Prompt
Update the items below so that "distant shoreline" becomes "far coastline" everywhere it appears, keeping every other part the same and omitting the pictures from your answer.

[start Dataset rows]

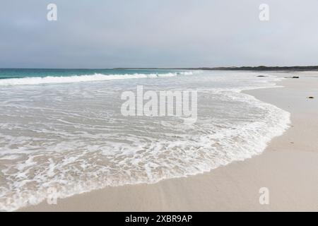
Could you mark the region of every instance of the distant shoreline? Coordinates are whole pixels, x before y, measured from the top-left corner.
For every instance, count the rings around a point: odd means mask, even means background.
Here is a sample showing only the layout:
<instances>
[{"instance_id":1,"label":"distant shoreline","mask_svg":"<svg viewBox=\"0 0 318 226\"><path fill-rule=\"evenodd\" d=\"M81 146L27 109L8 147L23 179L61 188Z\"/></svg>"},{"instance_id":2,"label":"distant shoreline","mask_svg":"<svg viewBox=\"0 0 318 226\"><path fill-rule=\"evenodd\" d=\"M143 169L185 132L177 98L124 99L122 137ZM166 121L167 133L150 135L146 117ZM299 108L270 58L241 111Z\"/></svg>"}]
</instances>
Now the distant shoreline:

[end Dataset rows]

Correct answer
Could you mark the region of every instance of the far coastline? Coordinates are whole pixels, x before y, measured from the top-left corner.
For every instance, count the rings around a point: odd means mask, even means background.
Here is a sample showing only the layout:
<instances>
[{"instance_id":1,"label":"far coastline","mask_svg":"<svg viewBox=\"0 0 318 226\"><path fill-rule=\"evenodd\" d=\"M81 146L27 109L8 147L23 179L61 188Z\"/></svg>"},{"instance_id":2,"label":"far coastline","mask_svg":"<svg viewBox=\"0 0 318 226\"><path fill-rule=\"evenodd\" d=\"M143 169L185 132L177 98L124 99L122 137ZM166 121L167 133L150 135L146 117ZM299 108L270 58L241 111Z\"/></svg>"}]
</instances>
Now the far coastline:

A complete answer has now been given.